Lo más perturbador de esta extraordinaria novela no es su capacidad para desentrañar los orígenes de la expansión del nazismo, sino reconocer en ellos los patrones de comportamiento de la Historia, haciéndonos imaginar que la reunión de empresarios alemanes que hizo posible la victoria del PSD puede estar celebrándose en otro país, en otra sala de reuniones, con otros rostros rollizos y encorbatados, mientras usted lee esta crítica. No solo se trata de invocar, otra vez, la banalidad del mal o escuchar los oxidados gritos del péndulo de la Historia, sino de entender que las catástrofes socioeconómicas se gestan en despachos que siguen abriéndose con la misma llave, y que el huevo de la serpiente ha latido, late y latirá en la propia condición humana.

«Nunca se cae dos veces en el mismo abismo. Pero siempre se cae de la misma manera, con una mezcla de ridículo y de pavor». En efecto, muchas de las situaciones que cuenta Éric Vuillard en El orden del día, flamante premio Goncourt 2017, despiertan el terror que provoca el absurdo. Es interesante desde un punto de vista literario porque, recogiendo anécdotas colaterales o que parecen prescindibles, el escritor francés hace pensar al lector que son inventadas, cuando todas ellas proceden de una exhaustiva investigación documental. Vuillard se dedica a contarnos el anschluss como si fuera una sucesión de encuentros triviales y digresiones estratégicas protagonizadas por peleles débiles y miserables, cuya incapacidad para decir no -o su facilidad para decir sí, por cobardía o egoísmo- allanó el camino para que los tanques de Hitler, que cruzaron más que renqueantes la frontera austriaco-alemana, anunciaran la solución final. Dan auténtico miedo -un miedo que se congela en una sonrisa de incredulidad- el memorable retrato de Schuschnigg, canciller de Austria, «el pequeño dictador al que Hitler tiraniza», sus manos sudorosas durante el encuentro con el führer, las elevadas conversaciones sobre Anton Bruckner que mantiene con el que será su ministro del Interior interpuesto por el Tercer Reich; y la comida protocolaria entre Ribbentropp, ministro de Exteriores nazi, y el primer ministro británico Neville Chamberlain, con el primero dilatando el evento con una intrascendente charla sobre tenis para que los flemáticos ingleses tarden más en reaccionar ante el sonido sordo de las botas nazis pisando territorio austriaco.

FILAS PROPORCIONADAS:
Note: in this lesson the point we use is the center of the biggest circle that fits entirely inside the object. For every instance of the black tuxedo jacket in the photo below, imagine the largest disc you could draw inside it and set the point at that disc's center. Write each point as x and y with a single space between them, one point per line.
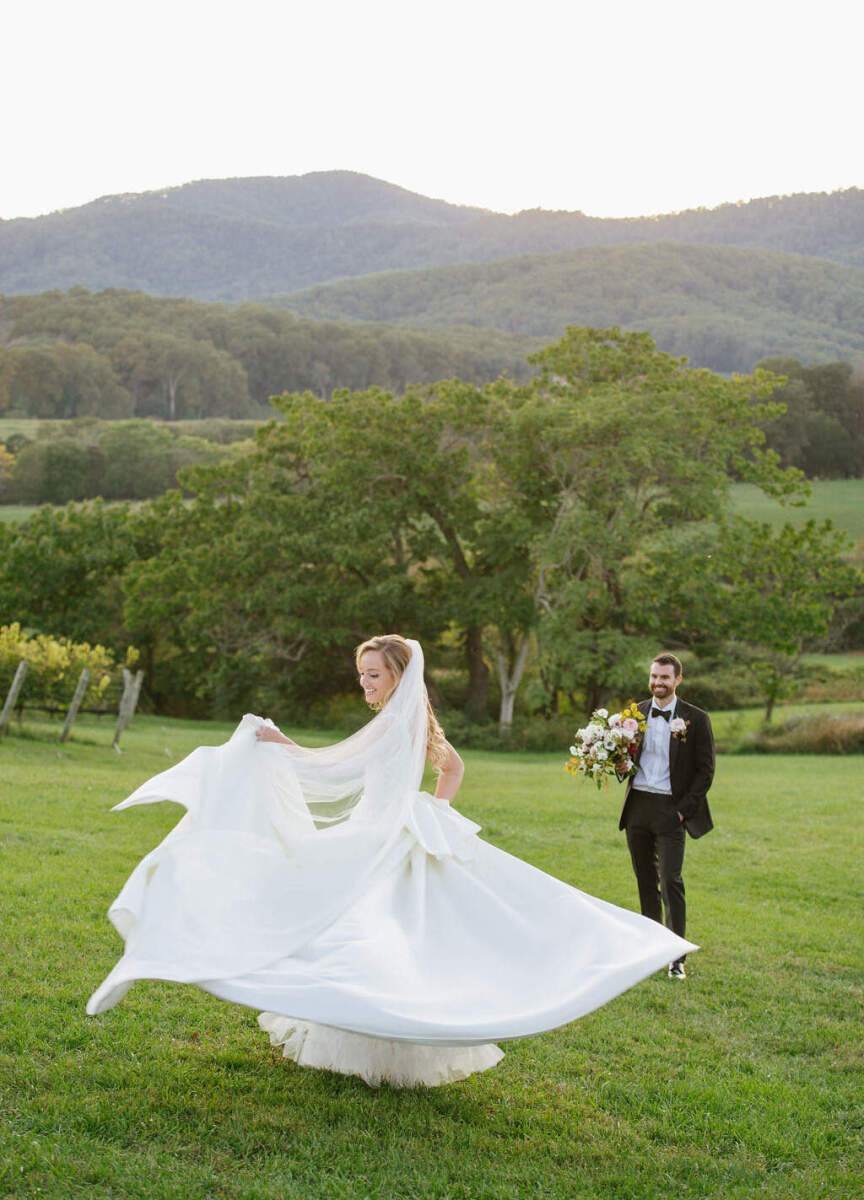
691 768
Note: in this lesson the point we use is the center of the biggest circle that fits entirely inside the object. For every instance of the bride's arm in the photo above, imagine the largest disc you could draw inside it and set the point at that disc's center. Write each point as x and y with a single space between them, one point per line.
270 733
450 775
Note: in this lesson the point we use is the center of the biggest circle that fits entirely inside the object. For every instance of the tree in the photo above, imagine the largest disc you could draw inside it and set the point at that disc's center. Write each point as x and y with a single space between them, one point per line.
55 472
61 569
612 445
777 593
60 381
173 376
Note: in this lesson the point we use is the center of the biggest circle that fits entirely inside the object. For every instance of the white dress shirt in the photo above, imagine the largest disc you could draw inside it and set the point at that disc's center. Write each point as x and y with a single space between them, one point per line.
653 773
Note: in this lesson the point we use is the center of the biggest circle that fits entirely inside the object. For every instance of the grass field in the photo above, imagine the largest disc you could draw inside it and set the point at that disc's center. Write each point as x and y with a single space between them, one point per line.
839 499
742 1083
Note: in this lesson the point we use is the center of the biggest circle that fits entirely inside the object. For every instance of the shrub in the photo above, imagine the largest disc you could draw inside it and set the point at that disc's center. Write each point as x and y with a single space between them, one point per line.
840 733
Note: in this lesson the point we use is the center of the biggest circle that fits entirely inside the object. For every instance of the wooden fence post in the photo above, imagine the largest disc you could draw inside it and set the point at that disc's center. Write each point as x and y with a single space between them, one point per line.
139 681
127 703
6 714
83 681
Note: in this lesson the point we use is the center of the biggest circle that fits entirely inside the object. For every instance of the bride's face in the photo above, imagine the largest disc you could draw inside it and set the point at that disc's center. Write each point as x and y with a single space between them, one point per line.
376 679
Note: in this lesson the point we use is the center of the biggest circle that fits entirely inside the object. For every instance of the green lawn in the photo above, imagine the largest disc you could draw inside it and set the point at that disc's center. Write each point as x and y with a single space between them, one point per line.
839 499
742 1083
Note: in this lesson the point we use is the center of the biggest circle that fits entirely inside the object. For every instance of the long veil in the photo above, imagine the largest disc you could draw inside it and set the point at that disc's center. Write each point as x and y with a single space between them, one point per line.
276 843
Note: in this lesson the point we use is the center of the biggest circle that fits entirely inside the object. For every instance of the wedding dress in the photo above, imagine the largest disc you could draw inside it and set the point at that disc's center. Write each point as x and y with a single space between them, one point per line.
378 934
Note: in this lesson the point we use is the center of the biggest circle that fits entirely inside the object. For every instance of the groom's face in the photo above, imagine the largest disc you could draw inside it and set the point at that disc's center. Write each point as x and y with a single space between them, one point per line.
663 682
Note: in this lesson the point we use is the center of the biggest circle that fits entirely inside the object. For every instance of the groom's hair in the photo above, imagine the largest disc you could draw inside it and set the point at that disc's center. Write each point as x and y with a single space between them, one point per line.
670 660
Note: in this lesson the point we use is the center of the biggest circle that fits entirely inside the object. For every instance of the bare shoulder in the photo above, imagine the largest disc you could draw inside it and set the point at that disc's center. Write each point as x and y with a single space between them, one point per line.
453 761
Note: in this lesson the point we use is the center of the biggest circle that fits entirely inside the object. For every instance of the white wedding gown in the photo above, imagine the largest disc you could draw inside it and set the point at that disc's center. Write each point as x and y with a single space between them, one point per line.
381 936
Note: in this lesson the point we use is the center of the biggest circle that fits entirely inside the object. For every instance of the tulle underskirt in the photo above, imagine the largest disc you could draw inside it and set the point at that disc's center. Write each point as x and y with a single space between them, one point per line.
375 1060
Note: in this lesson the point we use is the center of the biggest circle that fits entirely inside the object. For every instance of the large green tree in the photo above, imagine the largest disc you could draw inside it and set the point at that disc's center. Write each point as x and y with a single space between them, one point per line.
613 445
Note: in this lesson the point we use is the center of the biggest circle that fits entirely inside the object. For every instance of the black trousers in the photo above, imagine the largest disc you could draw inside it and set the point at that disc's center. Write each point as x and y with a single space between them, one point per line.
655 839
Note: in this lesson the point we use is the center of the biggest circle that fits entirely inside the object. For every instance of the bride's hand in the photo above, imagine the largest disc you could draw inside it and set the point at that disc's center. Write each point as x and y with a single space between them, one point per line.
270 733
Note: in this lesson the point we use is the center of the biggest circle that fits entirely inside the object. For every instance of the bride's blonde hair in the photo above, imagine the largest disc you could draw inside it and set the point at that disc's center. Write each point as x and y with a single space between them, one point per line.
396 654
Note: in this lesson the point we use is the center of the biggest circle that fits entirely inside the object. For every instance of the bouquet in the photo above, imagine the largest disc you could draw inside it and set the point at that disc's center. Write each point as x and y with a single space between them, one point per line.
607 745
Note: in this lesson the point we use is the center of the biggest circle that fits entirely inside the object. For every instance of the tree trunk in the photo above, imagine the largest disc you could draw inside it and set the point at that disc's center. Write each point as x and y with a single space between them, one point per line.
510 676
478 675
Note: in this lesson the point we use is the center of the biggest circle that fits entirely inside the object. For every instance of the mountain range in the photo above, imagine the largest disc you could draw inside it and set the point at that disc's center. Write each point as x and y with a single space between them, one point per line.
725 285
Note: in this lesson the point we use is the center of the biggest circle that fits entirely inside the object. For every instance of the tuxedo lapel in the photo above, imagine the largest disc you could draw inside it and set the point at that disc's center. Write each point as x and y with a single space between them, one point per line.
645 708
676 743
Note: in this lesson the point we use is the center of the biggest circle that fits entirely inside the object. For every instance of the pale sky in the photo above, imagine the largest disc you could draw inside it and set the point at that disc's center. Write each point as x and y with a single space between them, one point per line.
617 109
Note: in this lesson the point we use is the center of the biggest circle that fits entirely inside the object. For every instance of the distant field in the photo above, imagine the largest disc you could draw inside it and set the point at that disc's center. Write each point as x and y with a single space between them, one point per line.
839 499
25 425
15 514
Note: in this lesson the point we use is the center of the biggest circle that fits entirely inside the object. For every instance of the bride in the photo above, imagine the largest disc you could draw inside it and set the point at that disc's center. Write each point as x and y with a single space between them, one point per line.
378 934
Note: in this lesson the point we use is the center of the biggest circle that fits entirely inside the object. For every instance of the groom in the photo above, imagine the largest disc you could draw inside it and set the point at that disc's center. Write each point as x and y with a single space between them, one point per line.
675 768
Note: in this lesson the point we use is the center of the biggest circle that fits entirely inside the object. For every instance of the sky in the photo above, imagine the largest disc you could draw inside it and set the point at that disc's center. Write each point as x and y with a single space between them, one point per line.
617 109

PASOS A SEGUIR: Por favor, escribe sin cambios el fragmento de la crítica sobre El orden del día que empieza en «Lo más perturbador» y termina en «propia condición humana.».

RESULTADO DEL EJERCICIO:
Lo más perturbador de esta extraordinaria novela no es su capacidad para desentrañar los orígenes de la expansión del nazismo, sino reconocer en ellos los patrones de comportamiento de la Historia, haciéndonos imaginar que la reunión de empresarios alemanes que hizo posible la victoria del PSD puede estar celebrándose en otro país, en otra sala de reuniones, con otros rostros rollizos y encorbatados, mientras usted lee esta crítica. No solo se trata de invocar, otra vez, la banalidad del mal o escuchar los oxidados gritos del péndulo de la Historia, sino de entender que las catástrofes socioeconómicas se gestan en despachos que siguen abriéndose con la misma llave, y que el huevo de la serpiente ha latido, late y latirá en la propia condición humana.